___ GIVEN INFORMATION ___

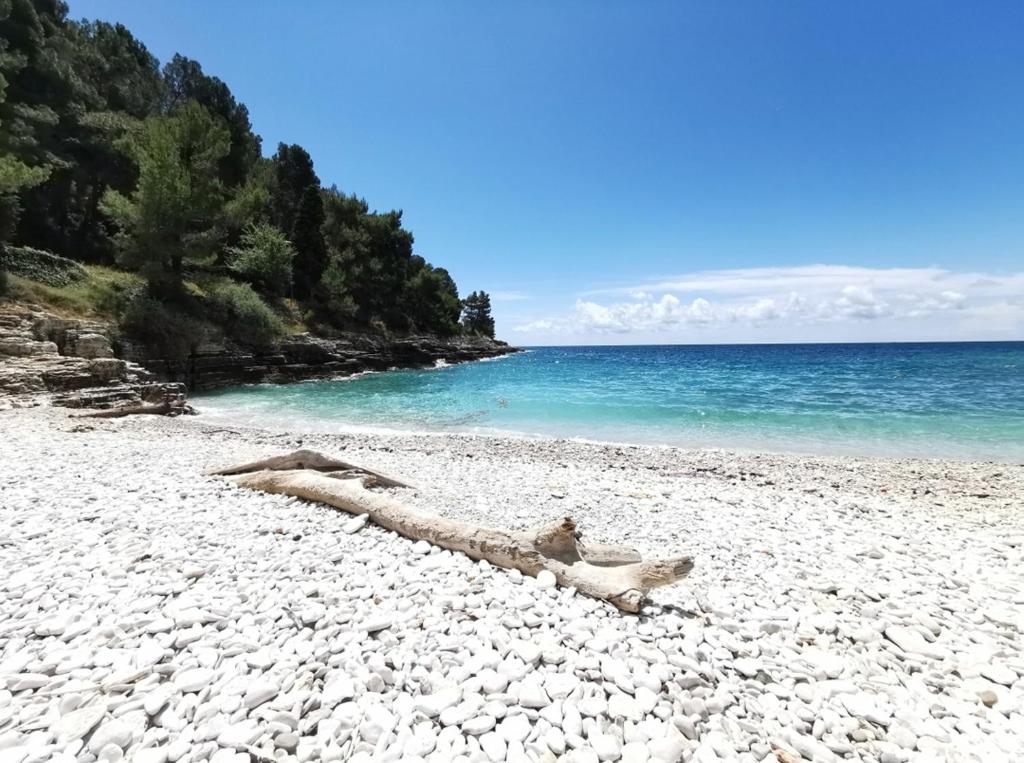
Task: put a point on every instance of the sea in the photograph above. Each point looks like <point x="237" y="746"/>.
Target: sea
<point x="960" y="400"/>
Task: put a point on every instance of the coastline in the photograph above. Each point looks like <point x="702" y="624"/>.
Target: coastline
<point x="839" y="605"/>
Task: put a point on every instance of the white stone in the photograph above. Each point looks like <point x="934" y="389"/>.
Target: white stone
<point x="546" y="579"/>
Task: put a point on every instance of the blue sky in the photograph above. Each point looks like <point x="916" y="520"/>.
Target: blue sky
<point x="658" y="171"/>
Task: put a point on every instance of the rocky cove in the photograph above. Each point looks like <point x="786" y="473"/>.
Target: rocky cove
<point x="79" y="363"/>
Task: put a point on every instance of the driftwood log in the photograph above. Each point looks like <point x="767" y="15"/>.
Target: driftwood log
<point x="615" y="574"/>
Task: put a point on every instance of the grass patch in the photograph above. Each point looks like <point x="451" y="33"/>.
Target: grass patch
<point x="102" y="294"/>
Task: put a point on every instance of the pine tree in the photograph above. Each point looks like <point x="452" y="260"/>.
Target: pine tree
<point x="307" y="238"/>
<point x="476" y="316"/>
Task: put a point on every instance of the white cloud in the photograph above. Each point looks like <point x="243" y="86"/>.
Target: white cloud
<point x="509" y="297"/>
<point x="793" y="297"/>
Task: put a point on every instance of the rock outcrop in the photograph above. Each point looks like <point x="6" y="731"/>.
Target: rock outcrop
<point x="86" y="364"/>
<point x="45" y="359"/>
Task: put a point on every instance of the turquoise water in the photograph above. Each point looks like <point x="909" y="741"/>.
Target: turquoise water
<point x="956" y="399"/>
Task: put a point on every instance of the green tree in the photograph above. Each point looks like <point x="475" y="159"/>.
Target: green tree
<point x="431" y="299"/>
<point x="184" y="81"/>
<point x="15" y="173"/>
<point x="172" y="216"/>
<point x="264" y="259"/>
<point x="476" y="319"/>
<point x="79" y="88"/>
<point x="310" y="250"/>
<point x="293" y="174"/>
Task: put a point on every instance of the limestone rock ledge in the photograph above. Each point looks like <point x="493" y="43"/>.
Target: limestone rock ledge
<point x="85" y="364"/>
<point x="50" y="361"/>
<point x="304" y="356"/>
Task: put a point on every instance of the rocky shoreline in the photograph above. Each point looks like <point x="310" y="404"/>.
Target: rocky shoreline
<point x="47" y="359"/>
<point x="841" y="609"/>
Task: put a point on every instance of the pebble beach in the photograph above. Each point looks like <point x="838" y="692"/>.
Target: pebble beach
<point x="840" y="608"/>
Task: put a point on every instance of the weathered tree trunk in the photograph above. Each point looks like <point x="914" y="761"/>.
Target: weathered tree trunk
<point x="615" y="574"/>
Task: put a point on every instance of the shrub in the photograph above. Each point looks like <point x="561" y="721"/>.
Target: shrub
<point x="42" y="266"/>
<point x="167" y="331"/>
<point x="245" y="316"/>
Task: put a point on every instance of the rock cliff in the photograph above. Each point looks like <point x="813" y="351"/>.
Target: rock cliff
<point x="85" y="364"/>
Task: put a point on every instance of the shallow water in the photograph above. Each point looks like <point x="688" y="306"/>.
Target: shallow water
<point x="933" y="400"/>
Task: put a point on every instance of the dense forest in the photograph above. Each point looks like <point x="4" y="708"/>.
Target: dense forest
<point x="114" y="162"/>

___

• SET PROBLEM:
Reproduce everything from the line containing "Task: put a point on every instance of the rock cliff" down to the end of the data, replacing "shallow water" with "clear water" and changing nothing else.

• ANSWER FOR THIS EXERCISE:
Task: put a point on every instance of the rock cliff in the photograph above. Each point looks like <point x="813" y="351"/>.
Target: rock cliff
<point x="85" y="364"/>
Task: put a point on every instance of the clear water in the photograph above. Each point looks like <point x="688" y="306"/>.
Target: clear water
<point x="933" y="400"/>
Task: put a point on every instance of the dense forest in the photograph above. Each point looks like <point x="4" y="708"/>.
Target: dense forest
<point x="114" y="162"/>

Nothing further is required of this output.